### Problems to work on
1) Using the post about catching up on financial news, answer these:
(a) What kind of platform does the post say CoAssets is, or was?
(b) What are former CoAssets clients now in the midst of?
(c) What did Gobear originally compare?
2) Pick up the post about catching up on financial news after its final sentence and keep writing it.

### Document text
· · · · · · ·
Updated: Feb 7, 2023

In my attempt to behave myself whilst my reference check is being conducted, I've simply been doing business preparatory work. Being without a license to conduct investment and insurance business is really weird. I had a brief little identity crisis for a couple of days and spent some of that duration reading up on things I had been buried in. Sometimes, Financial Consultants lose credibility because they have to position themselves as Financial experts - but may not have a solid opinion on ongoing Financial News. To be fair, there is a LOT of Financial News and Information and frankly, almost all of it is pretty crappy. But it should be good to at least be in the loop, and to have developed enough experience to sift through the mud.


Here's a couple of gems I picked up while catching up on Financial News (from the months I wasn't reading whilst doing Consultancy).



CoAssets is - or was, a P2P lending platform not too different from Funding Societies or SeedIn, which might be a bit more familiar to Seedly readers. I am hopeful that they are aware of this news so they understand much more.


The news broke out a while back, and it was bad. In summary, CoAssets screwed up and lost a lot of money. Former clients are now in the midst of a class action lawsuit. It's all very rough, but very exciting too.


Joel from Seedly actually did a pretty good, understandable article here.


Implications:


The CoAssets news was something a lot more small and quiet initially, but I had been getting messages from people who suddenly checked in with me after ghosting me.


I'm not going to deny that there was a certain sense of perverse satisfaction on my end, but realistically some people had even put in a significant portion of their life's savings. There have been some clear ideas on what went wrong, but what should bother people are the following:


a) How did it get to a point that people thought that it was a good idea to invest so much money into a peer-to-peer structure with no guarantees?


Default risk is a much more severe risk than market risk (generally). You'd have to ask yourself what kind of information is on the internet and what kind of hearsay resulted in such a situation.


b) Isn't it MAS-regulated?


ILPs have been MAS regulated for years and people have been critical about them, yet many of those same people used MAS as a reason to take considerably higher risk than necessary.


I also looked through the original P2P structure Co-Assets utilized which was reasonably good.


Some people have been critical of the Promissory Note structure or simply the legal promise of collateral. But this is actually pretty standard in most business transactions: in fact, its actually NOT VERY EASY to carry out amongst much smaller businesses or businesses who have maxed out their business loans.


...of course, CoAssets changed it up a bunch and completely failed to deliver later, but the general idea is currently taking a lot more heat than it should.


Ultimately, it's really important for consumers to firstly - understand the extent of what it means for something to be MAS-approved: and secondly, to understand that the product risk isn't mitigated simply due to said approval.




Gobear was a comparison fintech company that originally started out comparing plans of insurance companies. Actually I liked it, and was sad to hear it closed, because the name is cute.
· · · · · · ·
### Data listing
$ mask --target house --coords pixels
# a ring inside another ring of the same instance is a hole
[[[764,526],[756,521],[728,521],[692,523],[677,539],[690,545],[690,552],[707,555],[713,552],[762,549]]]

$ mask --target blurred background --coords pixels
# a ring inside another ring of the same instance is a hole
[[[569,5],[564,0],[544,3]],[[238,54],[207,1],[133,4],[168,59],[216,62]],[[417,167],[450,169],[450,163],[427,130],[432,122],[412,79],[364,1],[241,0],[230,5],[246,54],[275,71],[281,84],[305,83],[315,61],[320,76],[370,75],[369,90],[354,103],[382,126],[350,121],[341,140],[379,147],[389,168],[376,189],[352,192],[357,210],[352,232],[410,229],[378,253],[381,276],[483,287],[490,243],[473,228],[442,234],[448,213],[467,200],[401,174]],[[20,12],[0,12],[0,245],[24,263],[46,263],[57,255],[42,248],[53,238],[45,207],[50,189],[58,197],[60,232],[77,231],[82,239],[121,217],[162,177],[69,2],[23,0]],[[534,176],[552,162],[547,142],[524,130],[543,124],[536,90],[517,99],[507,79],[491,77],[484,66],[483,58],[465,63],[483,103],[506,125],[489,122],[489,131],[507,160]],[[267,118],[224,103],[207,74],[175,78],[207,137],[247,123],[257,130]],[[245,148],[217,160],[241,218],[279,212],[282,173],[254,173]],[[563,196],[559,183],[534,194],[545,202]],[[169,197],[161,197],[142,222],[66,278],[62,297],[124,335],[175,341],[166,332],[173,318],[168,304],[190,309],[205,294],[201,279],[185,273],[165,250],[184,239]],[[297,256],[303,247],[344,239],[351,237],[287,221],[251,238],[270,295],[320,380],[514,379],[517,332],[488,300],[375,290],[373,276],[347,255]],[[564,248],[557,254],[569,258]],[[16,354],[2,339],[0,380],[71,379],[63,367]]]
· · · · · · ·
### Answers to the problems
1)
(a) A P2P lending platform.
(b) A class action lawsuit.
(c) Plans of insurance companies.

2)
If you're not familiar with the model, perhaps you've heard of MoneySmart. Almost kind of the same thing. In their heyday, they were reasonably popular in this country and even had tie ups with popular finance bloggers like Budget Babe to spread the good word.


In any case, they packed it up and called it a day.


Implications:

I continue to have no real idea how startups in this space can compete with much bigger players in order to turn a profit or pay investors back.


It's not like I don't sympathize with how it's like to have a business fail in some aspects, but these guys literally burnt up $17million of investor money. Especially since I've had experience in venture cap, I'd be pretty pissed.


Once it turns out that you actually need profits to run a business, most models don't have enough influence to move towards the more profitable areas: often eventually compromising on the original purpose they set out to achieve.

To be fair, I don't think GoBear really compromised themselves, compared to some start ups which claim to be unbiased.


So GoBear has to close, leaving all the consumers brought on from its startup money lost in translation.


It's very frustrating. If you're a personal finance advocate for the last few years who does the usual - looking up cheap brokerages and credit cards and insurance comparisons - you should have realized the consequences of such things by now. I've had plenty of clients who had, after years of putting me off. You often find that the source has told you one thing and did another, or changed their minds entirely about it years down the road (for profit). Maybe you signed up for a long term account with an endowment plan for the additional interest only to have it get cut this year.


Maybe you hopped onto a finance site for unbiased news only to have it basically announce that it was going to be selectively funded by the government so it could be interviewed for CPF's Youtube.


There's nothing wrong with free, but free has always been unreliable.


It's a standard that's been applied against consultancy and it shouldn't surprise anyone that something free online can end up the same. Still, I guess there are other sites and sources that will do the job in its absence, so personal finance pundits won't be terribly affected after a few weeks of adaptation.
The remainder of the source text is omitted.